▸ Aim 1: Reproduce the passage of the article on India's engineering jobs crisis starting with "Santosh Gurav gained" and going on through "his undergraduate study.".
▸ Aim 2: Pick up the article on India's engineering jobs crisis after its final sentence and continue writing it.

▸ Extract provided:
____
Business

Ctrl-Alt-Stall: India's engineers struggle for work as jobs crisis worsens

Santosh Gurav gained a bachelor's degree in technology from a mid-tier college in western India last year, specializing in electrical engineering and hoping to land a job in industrial automation.

Six months on, the 27-year-old repairs mixer-grinders, table fans and other household appliances at a cramped shop in the western city of Pune.

On better days, he picks up broken LED lights from scrap dealers, fixes them, then sells them. He earns about $50 a month, just enough to cover the rent for the room he shares with two others as his home.

“I haven't even started repaying my education loan,” said Gurav, referring to the nearly $4,000 he'd borrowed for his undergraduate study.

He is one of hundreds of thousands of engineers - studying everything from computer code to civil engineering - that India's education system churns out each year, many with large loans and little prospect of finding a job in their field.

They highlight Prime Minister Narendra Modi's difficulty in fulfilling a promise he made weeks after coming to power in 2014: creating millions of jobs by boosting manufacturing under a flagship 'Make in India' project launched with much fanfare.
____
▸ Data supplied:
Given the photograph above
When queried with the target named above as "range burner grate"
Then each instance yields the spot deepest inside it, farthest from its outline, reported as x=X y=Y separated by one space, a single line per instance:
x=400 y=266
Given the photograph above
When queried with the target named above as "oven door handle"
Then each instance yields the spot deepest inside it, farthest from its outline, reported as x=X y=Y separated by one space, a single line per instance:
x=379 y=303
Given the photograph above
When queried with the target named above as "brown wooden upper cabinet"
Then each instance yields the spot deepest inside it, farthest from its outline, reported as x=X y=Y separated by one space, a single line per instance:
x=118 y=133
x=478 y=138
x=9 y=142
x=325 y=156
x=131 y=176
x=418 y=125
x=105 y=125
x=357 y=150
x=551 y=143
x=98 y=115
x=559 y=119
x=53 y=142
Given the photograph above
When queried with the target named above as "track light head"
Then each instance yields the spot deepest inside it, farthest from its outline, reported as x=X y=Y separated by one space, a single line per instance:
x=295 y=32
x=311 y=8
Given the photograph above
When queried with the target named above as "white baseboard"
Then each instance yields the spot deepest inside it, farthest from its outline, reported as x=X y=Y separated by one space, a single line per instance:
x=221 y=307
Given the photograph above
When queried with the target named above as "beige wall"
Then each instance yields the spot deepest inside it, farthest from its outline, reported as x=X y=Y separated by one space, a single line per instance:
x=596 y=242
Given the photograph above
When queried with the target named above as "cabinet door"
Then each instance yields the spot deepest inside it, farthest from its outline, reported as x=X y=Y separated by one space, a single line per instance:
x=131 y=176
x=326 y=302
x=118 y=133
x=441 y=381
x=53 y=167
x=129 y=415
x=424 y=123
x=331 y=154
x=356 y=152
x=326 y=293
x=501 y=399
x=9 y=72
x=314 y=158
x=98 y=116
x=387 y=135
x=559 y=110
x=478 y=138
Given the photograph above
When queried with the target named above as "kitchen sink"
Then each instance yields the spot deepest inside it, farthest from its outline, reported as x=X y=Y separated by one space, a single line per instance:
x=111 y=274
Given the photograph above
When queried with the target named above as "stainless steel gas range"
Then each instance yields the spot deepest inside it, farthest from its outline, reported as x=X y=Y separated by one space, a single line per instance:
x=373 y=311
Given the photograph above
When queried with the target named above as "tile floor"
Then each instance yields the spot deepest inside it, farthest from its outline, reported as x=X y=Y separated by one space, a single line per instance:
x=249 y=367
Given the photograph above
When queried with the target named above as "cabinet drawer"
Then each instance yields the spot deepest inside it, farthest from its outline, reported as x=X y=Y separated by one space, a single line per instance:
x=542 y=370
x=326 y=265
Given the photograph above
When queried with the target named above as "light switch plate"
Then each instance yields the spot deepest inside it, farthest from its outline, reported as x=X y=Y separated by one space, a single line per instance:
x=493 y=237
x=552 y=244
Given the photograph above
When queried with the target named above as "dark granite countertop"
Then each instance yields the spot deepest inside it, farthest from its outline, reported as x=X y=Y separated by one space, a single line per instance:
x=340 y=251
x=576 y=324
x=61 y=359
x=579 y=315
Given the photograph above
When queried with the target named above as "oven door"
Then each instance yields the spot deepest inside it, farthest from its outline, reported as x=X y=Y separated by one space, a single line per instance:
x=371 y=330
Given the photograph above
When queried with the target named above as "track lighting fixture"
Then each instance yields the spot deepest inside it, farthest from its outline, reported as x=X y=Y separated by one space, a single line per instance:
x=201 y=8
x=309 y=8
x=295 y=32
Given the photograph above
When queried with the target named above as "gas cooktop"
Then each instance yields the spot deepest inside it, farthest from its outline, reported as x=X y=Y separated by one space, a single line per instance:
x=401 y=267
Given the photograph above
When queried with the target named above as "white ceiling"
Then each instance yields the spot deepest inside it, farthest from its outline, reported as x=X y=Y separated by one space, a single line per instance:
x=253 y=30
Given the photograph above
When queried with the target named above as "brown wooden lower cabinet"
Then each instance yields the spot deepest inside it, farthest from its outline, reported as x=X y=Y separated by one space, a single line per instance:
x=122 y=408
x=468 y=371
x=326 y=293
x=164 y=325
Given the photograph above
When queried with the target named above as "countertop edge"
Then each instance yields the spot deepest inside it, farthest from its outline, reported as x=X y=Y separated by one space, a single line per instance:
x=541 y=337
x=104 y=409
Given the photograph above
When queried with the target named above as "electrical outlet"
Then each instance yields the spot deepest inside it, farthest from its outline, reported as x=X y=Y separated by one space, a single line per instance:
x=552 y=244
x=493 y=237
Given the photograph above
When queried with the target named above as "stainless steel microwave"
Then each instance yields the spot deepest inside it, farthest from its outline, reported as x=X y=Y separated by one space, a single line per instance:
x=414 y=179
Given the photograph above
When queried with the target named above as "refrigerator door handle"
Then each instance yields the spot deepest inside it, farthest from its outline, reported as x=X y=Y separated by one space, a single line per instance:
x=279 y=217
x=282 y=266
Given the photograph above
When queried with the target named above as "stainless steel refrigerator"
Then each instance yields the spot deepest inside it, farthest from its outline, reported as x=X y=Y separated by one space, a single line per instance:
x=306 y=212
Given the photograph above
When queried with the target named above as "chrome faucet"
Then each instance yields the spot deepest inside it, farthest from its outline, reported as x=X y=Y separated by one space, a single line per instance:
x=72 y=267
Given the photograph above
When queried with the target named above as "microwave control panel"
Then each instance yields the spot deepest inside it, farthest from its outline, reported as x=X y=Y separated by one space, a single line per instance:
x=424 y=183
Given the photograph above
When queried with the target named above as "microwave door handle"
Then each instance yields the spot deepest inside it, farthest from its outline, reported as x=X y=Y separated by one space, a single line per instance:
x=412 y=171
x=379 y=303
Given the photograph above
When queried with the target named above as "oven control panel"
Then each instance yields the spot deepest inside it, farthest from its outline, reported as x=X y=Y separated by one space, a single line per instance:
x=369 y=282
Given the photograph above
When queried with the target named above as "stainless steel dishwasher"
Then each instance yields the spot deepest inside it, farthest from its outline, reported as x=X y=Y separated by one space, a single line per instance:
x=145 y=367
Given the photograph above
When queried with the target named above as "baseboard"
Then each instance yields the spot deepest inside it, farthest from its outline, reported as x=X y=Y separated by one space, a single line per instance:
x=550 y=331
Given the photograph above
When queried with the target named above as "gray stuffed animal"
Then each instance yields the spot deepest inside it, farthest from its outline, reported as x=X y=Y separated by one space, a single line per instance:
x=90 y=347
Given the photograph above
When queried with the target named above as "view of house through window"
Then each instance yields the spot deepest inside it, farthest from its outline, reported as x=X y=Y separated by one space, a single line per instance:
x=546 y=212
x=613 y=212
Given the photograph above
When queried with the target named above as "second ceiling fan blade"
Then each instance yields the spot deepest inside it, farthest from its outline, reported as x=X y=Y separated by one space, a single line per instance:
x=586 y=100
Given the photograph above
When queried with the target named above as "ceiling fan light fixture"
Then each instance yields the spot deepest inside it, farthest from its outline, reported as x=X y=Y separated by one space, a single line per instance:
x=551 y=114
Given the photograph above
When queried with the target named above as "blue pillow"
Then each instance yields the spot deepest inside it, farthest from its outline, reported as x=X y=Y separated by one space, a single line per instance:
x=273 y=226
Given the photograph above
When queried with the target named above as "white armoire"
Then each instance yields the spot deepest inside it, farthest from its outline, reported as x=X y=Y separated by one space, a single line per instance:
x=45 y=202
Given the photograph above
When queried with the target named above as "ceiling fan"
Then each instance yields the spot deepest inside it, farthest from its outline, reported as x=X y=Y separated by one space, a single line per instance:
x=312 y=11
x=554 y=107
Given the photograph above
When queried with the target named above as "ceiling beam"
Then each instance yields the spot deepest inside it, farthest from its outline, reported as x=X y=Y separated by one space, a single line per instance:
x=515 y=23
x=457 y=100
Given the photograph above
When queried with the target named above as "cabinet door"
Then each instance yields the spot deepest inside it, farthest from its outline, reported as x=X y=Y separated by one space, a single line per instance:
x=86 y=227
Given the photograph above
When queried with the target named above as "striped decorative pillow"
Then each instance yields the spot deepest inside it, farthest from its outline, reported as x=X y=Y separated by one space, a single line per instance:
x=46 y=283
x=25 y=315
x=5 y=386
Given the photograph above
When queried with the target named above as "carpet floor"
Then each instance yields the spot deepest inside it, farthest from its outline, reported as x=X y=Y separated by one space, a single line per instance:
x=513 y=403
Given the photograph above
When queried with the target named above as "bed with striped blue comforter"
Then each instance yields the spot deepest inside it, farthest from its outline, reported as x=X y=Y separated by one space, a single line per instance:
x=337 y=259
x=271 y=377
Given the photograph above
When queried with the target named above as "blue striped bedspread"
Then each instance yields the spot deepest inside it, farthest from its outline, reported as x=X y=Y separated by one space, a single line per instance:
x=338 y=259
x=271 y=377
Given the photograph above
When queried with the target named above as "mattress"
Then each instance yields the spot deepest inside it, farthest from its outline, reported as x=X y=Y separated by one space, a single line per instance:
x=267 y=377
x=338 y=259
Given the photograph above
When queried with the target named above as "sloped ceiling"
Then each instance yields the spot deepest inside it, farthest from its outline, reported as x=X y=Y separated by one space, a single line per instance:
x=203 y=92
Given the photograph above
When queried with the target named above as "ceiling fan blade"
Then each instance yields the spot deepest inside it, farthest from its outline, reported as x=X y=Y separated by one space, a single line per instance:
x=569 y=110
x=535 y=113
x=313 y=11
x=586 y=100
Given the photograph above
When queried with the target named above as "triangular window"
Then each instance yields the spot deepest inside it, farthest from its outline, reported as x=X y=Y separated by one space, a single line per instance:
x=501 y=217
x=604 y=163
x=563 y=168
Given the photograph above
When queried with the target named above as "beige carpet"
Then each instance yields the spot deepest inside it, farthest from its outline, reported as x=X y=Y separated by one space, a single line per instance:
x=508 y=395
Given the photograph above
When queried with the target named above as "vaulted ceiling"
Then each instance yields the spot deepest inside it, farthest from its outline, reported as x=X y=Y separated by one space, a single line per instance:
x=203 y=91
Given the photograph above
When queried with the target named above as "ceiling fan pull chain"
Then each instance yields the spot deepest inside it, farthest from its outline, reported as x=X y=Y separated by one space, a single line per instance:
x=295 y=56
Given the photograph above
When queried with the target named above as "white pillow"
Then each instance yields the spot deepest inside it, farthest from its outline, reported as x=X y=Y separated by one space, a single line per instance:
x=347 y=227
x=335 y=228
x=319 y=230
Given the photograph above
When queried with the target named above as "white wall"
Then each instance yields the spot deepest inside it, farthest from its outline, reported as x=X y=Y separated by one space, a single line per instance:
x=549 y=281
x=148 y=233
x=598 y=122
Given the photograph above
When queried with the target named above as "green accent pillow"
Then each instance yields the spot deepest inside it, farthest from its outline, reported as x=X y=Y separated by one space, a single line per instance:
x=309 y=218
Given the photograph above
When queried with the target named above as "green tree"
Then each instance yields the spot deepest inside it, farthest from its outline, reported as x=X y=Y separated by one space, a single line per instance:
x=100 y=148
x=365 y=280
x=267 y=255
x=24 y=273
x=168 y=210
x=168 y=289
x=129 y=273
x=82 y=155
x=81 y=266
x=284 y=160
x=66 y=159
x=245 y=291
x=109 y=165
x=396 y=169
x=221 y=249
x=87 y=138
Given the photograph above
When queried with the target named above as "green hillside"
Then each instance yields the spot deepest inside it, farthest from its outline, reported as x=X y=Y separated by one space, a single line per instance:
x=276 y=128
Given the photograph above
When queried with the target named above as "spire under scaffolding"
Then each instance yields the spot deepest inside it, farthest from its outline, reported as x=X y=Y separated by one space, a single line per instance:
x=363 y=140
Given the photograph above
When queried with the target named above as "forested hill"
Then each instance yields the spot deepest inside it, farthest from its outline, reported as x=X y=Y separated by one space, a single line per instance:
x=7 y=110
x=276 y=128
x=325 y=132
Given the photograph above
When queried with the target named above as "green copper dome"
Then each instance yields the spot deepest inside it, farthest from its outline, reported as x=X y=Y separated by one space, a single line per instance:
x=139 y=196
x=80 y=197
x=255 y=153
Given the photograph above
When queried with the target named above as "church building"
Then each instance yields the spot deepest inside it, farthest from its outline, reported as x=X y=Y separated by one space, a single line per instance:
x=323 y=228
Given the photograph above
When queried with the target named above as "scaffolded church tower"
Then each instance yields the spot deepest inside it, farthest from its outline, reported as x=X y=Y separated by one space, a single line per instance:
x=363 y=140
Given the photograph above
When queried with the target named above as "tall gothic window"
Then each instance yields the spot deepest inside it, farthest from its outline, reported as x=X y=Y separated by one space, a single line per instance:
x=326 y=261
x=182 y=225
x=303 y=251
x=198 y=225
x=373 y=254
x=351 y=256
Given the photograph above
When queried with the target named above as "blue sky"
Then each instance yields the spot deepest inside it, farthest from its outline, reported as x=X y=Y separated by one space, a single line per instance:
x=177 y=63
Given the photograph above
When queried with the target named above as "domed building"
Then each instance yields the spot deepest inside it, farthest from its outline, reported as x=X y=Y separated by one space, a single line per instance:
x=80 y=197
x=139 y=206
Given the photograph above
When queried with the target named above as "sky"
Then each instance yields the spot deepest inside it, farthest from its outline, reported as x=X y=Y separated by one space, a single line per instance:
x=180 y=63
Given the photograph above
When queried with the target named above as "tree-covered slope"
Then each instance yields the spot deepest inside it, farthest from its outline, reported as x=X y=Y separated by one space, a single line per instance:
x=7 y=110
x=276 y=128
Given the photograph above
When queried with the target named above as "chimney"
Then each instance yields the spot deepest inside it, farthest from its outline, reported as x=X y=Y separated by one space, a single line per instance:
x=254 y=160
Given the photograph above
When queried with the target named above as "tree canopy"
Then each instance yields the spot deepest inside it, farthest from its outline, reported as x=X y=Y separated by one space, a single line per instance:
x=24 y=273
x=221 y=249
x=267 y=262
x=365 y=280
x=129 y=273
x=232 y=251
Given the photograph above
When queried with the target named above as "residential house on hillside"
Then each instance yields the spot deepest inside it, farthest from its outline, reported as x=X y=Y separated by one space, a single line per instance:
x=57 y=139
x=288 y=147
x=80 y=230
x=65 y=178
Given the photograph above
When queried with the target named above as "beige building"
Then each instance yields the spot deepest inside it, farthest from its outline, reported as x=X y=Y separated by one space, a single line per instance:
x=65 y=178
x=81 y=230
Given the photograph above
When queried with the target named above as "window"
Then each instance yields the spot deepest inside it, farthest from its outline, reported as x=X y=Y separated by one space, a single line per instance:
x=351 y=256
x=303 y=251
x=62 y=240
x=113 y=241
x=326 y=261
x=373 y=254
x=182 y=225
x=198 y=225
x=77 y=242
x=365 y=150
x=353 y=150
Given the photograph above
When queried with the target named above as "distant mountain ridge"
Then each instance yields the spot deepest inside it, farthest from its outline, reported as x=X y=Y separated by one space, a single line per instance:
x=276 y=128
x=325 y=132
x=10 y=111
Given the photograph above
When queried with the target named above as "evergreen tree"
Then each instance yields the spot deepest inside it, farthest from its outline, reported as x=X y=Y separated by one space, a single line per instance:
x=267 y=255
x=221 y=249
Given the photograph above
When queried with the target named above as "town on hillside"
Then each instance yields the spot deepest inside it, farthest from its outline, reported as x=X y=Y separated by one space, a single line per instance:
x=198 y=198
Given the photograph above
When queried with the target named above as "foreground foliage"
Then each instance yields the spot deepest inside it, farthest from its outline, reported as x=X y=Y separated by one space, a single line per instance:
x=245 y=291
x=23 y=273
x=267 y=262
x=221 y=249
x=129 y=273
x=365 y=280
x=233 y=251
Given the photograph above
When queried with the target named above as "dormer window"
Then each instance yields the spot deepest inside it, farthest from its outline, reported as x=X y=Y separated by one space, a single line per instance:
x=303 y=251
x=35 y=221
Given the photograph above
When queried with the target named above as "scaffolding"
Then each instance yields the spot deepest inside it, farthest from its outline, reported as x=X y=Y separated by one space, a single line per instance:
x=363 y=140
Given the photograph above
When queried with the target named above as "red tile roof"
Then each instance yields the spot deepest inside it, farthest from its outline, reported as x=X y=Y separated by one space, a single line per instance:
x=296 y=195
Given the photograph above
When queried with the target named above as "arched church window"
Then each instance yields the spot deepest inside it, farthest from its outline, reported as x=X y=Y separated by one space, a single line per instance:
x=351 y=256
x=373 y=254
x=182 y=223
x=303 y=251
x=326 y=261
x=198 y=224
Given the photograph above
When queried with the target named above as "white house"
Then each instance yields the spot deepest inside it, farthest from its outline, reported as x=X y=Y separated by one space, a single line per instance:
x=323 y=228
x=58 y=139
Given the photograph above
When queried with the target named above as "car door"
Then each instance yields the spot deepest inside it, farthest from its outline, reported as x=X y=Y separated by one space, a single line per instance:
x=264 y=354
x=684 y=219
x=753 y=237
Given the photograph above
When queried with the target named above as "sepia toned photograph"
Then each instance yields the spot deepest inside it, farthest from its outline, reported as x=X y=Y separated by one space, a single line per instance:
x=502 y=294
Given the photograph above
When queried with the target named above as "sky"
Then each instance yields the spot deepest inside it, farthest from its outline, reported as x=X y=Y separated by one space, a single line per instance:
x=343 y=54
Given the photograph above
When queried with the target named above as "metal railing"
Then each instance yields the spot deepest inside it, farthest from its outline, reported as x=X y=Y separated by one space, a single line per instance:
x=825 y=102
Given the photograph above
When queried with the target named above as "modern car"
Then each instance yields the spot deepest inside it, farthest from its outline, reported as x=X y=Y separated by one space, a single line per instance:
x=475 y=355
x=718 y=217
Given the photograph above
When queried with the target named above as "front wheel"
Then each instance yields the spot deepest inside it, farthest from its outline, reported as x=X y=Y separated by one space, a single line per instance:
____
▸ Written answer 1:
Santosh Gurav gained a bachelor's degree in technology from a mid-tier college in western India last year, specializing in electrical engineering and hoping to land a job in industrial automation.

Six months on, the 27-year-old repairs mixer-grinders, table fans and other household appliances at a cramped shop in the western city of Pune.

On better days, he picks up broken LED lights from scrap dealers, fixes them, then sells them. He earns about $50 a month, just enough to cover the rent for the room he shares with two others as his home.

“I haven't even started repaying my education loan,” said Gurav, referring to the nearly $4,000 he'd borrowed for his undergraduate study.

▸ Written answer 2:
“Come, Make in India, we will say to the world, from electrical to electronics,” Modi said in his maiden Independence Day speech as prime minister, pledging to create up to 100 million new jobs by 2022.

Four years on, the program's impact on job creation is unclear and growth in the manufacturing sector has been sluggish, partly due to a lack of land and labor reform.

India's unemployment rate rose to 7.2 percent last month, up from 5.9 percent in February 2018, according to data compiled by the Centre for Monitoring Indian Economy (CMIE) think tank. The figures are more recent than government data and many economists regard them as more credible.

The data, which is an estimate based on household surveys, shows 31.2 million people were actively looking for jobs in February this year, said Mahesh Vyas, the CMIE managing director. It did not have a breakup for engineering or technology graduates.

With more than half of India's population under 25 years of age, critics say the votes of jobless youth could hurt Modi's chances of securing a second term in the upcoming general election to be held in April-May.

The increasing use of automation in industry, the massive number of young Indians coming onto the job market, and the regulatory hurdles that companies still face if they want to set up shop in India, are all big issues for those without work.

The manufacturing boom that helped China in the past 40 years will not wash up on India's shores. Companies can no longer afford to just rely on cheap labor: they need skilled labor and better infrastructure to drive technological innovations and increase productivity.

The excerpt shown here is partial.